Extracted material:
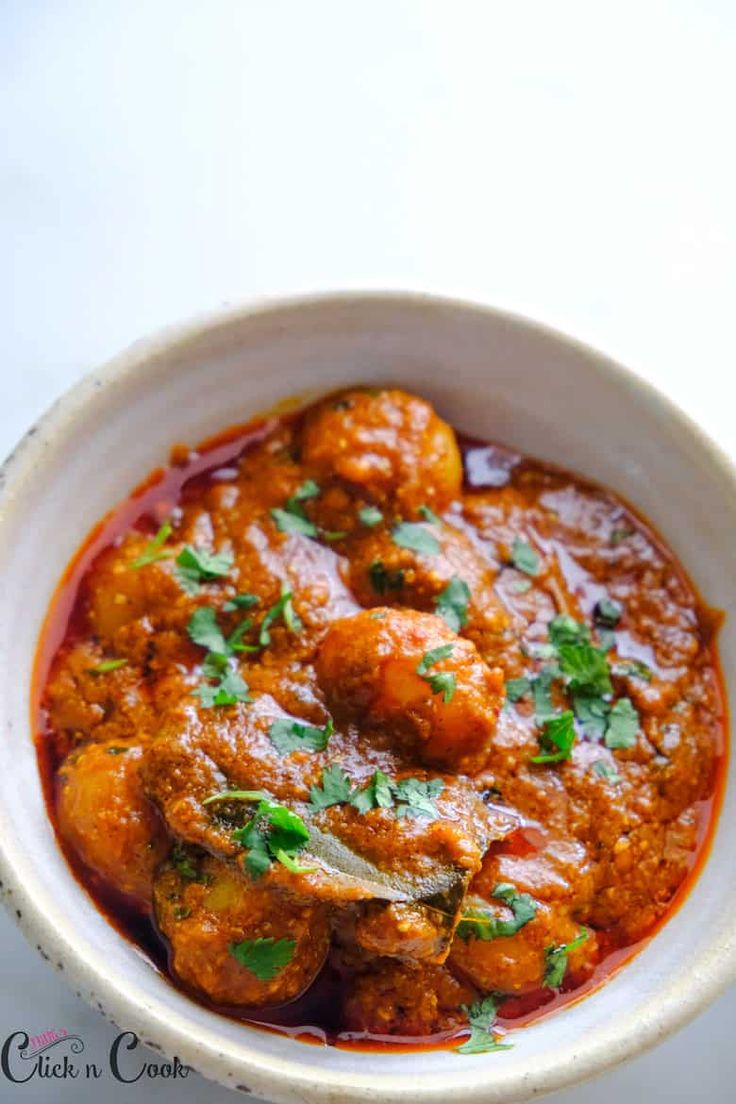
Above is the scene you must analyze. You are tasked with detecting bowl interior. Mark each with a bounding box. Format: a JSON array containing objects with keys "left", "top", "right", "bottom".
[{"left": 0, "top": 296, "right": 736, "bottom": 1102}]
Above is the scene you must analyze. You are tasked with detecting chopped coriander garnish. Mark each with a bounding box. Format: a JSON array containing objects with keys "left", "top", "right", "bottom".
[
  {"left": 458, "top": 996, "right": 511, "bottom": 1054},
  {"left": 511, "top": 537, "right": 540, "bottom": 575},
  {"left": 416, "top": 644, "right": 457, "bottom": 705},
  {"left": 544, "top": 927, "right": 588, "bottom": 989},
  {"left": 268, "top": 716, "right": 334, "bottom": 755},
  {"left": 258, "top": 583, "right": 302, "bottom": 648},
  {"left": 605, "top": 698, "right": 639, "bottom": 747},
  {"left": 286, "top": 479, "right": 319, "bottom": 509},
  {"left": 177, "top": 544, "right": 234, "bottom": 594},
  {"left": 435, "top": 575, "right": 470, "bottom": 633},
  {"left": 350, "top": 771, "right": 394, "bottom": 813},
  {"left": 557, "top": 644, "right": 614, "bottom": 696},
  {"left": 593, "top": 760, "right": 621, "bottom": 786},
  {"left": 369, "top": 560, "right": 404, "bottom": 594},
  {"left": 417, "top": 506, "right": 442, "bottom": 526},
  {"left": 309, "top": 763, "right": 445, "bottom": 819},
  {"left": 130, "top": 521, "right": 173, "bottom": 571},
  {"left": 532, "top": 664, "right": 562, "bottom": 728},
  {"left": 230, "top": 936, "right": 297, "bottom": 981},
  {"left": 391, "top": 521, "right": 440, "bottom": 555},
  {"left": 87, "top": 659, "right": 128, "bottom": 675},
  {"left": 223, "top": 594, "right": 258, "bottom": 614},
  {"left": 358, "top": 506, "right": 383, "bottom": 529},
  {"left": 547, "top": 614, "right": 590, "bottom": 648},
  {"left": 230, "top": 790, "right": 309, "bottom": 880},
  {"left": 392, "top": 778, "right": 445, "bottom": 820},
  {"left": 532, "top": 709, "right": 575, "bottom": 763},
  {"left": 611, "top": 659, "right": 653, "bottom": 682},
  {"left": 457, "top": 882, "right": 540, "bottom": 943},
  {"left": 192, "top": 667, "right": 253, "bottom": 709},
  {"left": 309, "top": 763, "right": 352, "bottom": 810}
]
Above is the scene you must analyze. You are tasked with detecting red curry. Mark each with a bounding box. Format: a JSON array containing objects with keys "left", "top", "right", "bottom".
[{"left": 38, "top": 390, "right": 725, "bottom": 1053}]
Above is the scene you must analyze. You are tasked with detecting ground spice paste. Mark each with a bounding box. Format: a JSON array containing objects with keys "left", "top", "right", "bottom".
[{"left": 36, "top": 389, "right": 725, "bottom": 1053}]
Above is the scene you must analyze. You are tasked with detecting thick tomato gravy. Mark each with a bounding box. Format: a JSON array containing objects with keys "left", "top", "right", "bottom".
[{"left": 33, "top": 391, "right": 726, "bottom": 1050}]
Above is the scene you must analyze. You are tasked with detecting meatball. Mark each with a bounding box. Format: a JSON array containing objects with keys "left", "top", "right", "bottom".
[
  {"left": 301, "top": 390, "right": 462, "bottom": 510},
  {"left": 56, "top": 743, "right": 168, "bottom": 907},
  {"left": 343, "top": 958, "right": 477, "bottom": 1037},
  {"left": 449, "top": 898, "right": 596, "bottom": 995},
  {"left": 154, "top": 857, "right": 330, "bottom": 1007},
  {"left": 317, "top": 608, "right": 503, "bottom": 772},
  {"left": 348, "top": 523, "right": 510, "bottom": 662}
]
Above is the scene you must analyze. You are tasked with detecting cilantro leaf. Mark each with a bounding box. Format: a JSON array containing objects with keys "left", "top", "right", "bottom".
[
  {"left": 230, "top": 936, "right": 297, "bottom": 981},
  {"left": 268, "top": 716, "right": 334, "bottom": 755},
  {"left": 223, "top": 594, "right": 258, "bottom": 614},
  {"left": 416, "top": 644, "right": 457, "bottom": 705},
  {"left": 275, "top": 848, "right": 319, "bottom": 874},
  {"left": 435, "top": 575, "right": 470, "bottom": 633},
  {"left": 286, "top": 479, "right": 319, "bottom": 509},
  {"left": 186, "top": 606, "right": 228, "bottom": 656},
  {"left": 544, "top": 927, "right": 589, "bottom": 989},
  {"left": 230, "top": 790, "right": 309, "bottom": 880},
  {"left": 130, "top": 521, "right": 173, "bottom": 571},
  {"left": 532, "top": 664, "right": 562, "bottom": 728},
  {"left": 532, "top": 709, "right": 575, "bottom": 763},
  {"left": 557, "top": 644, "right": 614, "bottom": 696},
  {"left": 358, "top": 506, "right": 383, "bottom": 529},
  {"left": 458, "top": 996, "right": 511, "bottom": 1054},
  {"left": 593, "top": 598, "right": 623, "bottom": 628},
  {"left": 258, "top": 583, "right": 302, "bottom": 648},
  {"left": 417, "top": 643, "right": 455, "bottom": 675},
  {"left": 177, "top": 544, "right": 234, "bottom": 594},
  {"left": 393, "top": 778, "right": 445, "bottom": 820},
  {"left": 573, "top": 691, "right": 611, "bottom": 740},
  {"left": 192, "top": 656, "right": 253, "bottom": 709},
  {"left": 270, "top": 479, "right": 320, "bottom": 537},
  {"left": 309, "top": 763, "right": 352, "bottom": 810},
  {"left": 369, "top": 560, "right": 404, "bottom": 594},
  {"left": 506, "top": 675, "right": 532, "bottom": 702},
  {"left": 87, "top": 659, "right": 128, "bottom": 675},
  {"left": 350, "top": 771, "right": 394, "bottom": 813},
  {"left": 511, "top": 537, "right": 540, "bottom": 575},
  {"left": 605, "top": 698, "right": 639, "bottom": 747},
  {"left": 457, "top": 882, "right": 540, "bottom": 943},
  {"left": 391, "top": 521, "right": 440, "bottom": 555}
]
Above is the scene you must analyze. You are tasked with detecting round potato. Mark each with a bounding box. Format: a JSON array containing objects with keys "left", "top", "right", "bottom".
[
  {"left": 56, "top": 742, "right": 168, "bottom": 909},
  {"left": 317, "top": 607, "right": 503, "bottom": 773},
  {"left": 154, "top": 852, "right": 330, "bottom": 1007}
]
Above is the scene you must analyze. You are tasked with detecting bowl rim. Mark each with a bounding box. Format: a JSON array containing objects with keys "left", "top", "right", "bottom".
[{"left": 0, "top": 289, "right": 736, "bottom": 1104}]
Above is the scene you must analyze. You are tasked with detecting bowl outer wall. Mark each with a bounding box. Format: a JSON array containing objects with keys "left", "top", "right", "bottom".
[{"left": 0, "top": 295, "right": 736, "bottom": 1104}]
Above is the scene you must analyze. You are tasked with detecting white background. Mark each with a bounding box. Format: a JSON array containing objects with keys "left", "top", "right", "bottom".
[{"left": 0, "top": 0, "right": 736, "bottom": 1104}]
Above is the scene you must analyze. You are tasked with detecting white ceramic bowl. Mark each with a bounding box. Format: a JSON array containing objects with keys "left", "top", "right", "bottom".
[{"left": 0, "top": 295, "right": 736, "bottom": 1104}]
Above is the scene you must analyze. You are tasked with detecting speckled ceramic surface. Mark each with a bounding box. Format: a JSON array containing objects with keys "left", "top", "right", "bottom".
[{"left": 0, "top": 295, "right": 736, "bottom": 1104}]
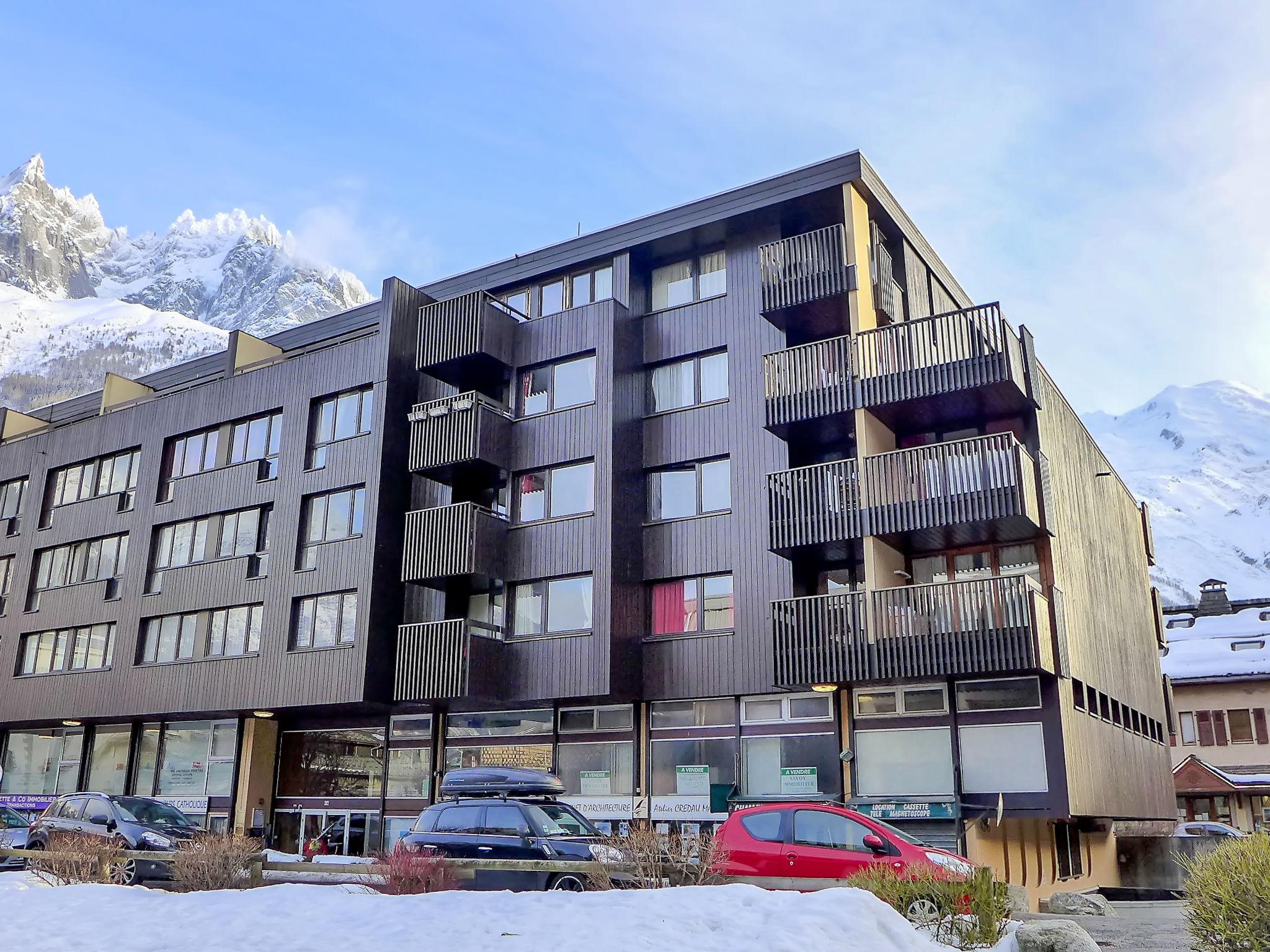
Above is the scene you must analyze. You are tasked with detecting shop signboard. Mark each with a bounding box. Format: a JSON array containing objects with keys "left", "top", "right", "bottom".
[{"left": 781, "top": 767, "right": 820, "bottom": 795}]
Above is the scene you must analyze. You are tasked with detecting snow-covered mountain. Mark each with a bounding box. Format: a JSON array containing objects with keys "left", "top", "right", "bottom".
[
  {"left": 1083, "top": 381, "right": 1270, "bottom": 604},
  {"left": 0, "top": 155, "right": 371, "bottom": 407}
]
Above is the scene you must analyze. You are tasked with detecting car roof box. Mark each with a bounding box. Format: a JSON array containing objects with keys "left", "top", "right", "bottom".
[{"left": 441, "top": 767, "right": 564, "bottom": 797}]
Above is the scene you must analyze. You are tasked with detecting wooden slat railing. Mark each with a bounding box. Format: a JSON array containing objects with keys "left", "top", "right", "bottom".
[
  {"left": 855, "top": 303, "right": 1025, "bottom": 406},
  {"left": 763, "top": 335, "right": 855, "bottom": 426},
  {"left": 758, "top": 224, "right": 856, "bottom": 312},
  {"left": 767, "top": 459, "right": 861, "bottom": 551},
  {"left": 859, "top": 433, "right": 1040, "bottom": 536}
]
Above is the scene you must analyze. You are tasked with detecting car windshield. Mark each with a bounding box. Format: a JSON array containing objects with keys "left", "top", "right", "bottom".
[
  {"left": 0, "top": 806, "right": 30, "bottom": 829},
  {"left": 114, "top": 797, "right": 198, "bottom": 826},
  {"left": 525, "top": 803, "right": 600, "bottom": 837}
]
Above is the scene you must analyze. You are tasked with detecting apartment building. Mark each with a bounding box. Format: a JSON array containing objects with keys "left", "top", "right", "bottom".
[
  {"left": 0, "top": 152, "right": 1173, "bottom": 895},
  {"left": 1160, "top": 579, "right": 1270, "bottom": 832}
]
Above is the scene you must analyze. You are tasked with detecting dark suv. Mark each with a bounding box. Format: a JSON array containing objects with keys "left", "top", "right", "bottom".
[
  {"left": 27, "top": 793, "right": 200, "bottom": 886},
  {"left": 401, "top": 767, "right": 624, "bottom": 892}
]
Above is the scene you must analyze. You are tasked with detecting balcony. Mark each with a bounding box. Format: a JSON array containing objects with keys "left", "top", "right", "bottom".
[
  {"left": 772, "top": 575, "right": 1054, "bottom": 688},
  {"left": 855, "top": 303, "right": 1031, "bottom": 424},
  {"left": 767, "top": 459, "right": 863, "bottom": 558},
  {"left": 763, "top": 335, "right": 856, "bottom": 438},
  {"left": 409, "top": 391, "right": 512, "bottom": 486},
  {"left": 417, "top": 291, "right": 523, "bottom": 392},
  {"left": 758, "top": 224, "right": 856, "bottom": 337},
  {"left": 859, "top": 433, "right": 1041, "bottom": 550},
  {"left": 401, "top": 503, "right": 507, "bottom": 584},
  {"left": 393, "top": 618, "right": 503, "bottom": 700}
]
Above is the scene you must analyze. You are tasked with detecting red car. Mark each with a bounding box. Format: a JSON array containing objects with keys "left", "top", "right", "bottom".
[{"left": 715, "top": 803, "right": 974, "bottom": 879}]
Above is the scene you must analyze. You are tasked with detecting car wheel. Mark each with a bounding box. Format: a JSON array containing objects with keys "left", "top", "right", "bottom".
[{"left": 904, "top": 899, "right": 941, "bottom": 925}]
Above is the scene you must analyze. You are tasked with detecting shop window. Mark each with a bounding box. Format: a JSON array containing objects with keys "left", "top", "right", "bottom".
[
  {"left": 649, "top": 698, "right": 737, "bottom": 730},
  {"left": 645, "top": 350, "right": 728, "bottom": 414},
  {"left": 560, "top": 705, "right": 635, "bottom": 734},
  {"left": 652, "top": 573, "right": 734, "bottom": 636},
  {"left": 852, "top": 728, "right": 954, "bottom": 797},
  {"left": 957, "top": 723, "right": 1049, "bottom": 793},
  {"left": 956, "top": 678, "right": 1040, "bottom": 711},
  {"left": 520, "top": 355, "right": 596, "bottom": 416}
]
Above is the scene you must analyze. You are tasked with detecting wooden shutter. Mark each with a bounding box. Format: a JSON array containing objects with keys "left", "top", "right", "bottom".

Goal: Please revise the material starting with the line that contains "detecting shop window." and going on through the end of the material, replacing "scene" with "image" and leaving everything else unchanged. Return only those lines.

Reply:
Above is the image you must analyze. You are tasked with detecting shop window. Mark each with a bounding box. Format: a JSON array containing objects with keys "left", "top", "right", "bottom".
[
  {"left": 649, "top": 698, "right": 737, "bottom": 730},
  {"left": 645, "top": 350, "right": 728, "bottom": 414},
  {"left": 560, "top": 705, "right": 635, "bottom": 734},
  {"left": 652, "top": 573, "right": 734, "bottom": 636},
  {"left": 852, "top": 728, "right": 954, "bottom": 797},
  {"left": 957, "top": 723, "right": 1049, "bottom": 793},
  {"left": 956, "top": 678, "right": 1040, "bottom": 711},
  {"left": 520, "top": 355, "right": 596, "bottom": 416}
]
Above is the image you must analyze. You are tasked with detecting wooden shutter. Mark each with a bounding box. Format: a JSON array containing objects with keys "left", "top", "right", "bottom".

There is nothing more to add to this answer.